What the task asks:
Each line from the one containing "[spot] the front tire, one" to the end of the listing below should be output exactly; no other line is wanted.

Supplied data:
------------------------------------

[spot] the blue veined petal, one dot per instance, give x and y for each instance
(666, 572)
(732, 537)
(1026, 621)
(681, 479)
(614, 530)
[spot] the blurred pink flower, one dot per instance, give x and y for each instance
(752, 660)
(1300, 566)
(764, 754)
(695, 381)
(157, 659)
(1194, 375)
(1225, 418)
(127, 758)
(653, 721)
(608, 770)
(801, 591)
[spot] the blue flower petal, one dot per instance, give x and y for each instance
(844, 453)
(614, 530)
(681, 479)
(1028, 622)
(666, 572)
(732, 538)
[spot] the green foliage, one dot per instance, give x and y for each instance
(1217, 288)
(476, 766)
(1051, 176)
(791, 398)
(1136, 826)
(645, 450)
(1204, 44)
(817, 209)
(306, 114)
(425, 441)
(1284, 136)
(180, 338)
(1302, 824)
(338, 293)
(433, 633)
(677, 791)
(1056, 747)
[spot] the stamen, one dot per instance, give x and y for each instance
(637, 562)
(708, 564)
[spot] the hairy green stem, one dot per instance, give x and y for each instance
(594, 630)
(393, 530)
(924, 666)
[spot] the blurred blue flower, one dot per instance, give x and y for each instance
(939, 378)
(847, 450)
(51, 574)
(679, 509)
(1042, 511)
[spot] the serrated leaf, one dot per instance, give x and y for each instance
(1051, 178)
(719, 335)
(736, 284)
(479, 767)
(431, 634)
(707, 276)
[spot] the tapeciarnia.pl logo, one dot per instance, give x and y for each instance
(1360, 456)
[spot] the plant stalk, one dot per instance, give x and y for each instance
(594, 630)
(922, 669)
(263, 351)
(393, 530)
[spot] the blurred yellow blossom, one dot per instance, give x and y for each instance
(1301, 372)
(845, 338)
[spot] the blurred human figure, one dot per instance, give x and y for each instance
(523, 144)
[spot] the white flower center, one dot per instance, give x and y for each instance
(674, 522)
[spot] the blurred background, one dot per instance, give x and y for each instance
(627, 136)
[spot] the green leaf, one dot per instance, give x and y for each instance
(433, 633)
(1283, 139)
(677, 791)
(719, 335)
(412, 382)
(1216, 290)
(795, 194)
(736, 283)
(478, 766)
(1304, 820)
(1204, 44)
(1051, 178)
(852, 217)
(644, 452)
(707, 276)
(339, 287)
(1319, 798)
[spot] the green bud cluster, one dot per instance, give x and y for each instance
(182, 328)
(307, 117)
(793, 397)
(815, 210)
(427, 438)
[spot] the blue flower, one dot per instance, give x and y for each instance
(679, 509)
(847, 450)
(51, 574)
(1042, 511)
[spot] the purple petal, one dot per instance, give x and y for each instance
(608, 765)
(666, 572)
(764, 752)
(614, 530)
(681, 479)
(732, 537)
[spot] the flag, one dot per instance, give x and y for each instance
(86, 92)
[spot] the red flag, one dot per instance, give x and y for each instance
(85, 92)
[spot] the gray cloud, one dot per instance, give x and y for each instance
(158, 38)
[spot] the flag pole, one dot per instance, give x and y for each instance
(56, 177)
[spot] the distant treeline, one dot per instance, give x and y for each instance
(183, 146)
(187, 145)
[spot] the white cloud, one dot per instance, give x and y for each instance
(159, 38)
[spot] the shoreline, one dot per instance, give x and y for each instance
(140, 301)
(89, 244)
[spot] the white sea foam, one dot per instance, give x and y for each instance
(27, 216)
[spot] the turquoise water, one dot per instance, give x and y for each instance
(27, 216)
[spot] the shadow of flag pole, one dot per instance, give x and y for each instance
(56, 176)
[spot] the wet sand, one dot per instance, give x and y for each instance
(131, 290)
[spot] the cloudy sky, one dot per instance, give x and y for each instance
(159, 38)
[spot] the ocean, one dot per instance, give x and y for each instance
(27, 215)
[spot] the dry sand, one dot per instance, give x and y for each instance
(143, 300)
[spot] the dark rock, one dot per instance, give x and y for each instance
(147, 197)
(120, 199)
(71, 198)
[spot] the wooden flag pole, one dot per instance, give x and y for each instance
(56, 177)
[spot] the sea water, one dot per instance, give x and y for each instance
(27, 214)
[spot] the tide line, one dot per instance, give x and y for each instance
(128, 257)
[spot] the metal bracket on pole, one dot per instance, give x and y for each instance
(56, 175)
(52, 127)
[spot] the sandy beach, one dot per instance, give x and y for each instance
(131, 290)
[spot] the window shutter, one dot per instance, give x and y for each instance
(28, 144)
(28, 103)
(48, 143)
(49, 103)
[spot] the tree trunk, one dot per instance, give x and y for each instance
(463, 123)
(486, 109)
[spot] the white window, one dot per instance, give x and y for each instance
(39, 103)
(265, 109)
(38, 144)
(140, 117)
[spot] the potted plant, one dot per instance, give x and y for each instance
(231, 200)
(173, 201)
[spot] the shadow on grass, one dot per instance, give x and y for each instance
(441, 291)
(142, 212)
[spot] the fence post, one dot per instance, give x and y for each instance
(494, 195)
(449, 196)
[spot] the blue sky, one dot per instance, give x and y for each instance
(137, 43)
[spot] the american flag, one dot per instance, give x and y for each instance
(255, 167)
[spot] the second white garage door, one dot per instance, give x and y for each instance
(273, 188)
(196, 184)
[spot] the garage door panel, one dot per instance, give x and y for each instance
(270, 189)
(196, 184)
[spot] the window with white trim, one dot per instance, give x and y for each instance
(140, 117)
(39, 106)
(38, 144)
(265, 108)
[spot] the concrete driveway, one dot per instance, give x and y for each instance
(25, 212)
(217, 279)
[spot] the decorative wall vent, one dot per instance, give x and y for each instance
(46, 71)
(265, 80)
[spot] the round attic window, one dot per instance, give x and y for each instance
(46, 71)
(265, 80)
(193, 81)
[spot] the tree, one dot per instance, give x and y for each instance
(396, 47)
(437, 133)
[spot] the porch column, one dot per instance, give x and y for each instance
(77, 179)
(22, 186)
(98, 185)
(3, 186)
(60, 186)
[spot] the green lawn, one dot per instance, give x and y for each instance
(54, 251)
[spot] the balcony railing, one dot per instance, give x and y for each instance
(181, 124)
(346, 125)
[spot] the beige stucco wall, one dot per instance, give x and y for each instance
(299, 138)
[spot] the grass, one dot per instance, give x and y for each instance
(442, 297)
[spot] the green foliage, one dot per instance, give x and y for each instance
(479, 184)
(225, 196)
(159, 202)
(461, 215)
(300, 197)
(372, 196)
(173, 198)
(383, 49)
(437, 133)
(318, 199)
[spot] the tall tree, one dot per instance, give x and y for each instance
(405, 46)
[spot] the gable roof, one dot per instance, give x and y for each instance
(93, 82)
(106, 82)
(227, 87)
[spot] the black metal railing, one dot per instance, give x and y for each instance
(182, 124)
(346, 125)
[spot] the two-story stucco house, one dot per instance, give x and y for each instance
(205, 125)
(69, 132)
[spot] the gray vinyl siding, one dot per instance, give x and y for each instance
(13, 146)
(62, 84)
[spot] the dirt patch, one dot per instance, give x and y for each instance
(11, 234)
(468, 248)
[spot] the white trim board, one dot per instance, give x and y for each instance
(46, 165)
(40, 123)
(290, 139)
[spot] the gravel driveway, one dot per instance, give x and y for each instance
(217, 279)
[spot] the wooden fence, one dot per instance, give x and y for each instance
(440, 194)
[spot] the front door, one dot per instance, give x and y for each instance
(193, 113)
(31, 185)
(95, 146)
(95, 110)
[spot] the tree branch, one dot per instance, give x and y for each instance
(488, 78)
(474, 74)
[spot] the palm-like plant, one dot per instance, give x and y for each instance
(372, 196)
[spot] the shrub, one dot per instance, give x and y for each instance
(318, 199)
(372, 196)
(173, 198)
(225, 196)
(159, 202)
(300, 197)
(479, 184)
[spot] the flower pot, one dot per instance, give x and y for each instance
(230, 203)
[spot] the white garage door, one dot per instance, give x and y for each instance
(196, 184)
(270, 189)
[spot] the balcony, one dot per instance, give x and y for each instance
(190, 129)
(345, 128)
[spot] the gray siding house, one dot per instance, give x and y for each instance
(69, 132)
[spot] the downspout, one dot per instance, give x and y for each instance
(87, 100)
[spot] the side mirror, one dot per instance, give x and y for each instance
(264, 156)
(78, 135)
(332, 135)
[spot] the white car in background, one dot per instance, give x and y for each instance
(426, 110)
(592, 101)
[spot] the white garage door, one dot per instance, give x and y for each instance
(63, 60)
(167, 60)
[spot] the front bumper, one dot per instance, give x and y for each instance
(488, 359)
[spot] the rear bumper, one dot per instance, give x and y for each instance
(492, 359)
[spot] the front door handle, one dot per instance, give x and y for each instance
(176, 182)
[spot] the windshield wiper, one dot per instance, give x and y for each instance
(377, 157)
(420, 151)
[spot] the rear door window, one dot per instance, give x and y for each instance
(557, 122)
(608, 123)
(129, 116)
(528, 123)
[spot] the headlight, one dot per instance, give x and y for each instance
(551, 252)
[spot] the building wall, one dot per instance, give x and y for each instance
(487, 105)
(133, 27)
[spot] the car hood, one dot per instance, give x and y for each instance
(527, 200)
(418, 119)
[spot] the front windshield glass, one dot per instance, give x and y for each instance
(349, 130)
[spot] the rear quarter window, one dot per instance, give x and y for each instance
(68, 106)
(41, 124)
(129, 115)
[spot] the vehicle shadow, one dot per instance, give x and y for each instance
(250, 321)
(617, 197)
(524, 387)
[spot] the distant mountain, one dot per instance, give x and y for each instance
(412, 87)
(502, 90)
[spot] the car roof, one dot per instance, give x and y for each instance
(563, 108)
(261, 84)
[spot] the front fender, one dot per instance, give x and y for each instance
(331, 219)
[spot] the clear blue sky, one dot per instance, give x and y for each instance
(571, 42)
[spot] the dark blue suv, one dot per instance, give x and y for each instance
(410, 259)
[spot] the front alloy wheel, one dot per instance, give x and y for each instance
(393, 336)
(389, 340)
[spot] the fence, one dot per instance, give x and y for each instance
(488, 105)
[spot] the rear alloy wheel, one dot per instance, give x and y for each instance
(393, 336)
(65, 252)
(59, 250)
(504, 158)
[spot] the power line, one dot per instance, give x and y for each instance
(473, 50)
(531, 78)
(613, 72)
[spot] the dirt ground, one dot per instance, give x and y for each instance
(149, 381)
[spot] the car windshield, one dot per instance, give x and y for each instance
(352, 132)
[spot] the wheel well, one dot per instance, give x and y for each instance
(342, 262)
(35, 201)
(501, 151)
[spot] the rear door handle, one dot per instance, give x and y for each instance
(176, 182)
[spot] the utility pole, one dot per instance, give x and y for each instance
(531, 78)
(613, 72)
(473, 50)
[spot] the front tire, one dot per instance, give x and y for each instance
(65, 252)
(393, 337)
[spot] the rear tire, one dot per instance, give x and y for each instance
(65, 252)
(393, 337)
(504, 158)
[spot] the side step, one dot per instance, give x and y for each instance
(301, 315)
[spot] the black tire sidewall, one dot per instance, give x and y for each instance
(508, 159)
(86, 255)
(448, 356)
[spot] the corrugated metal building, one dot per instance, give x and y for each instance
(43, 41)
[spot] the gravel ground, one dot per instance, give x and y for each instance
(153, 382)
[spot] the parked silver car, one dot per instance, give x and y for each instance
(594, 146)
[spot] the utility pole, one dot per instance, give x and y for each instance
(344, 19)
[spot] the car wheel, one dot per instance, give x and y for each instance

------------------------------------

Task response:
[spot] the front tire, one dot per instance, give x and y for each instance
(65, 252)
(393, 337)
[spot] the rear tire, one dot per instance, give x and y for each instance
(65, 252)
(393, 337)
(504, 158)
[spot] the side step, one dot per instance, give x and y for each instance
(301, 315)
[spot] the black tire sidewall, one dot per instance, give x and y for each instance
(508, 159)
(86, 255)
(448, 356)
[spot] the corrugated metal building, one dot per instance, give x and y for each instance
(43, 41)
[spot] the gravel ground, one dot per instance, give x and y for each instance
(153, 382)
[spot] the parked silver car, one dot per instance, give x and y for each instance
(594, 146)
[spot] the utility pole, one dot per instance, give x and y for each instance
(344, 19)
[spot] the car wheel, one dot per instance, give x and y for each instance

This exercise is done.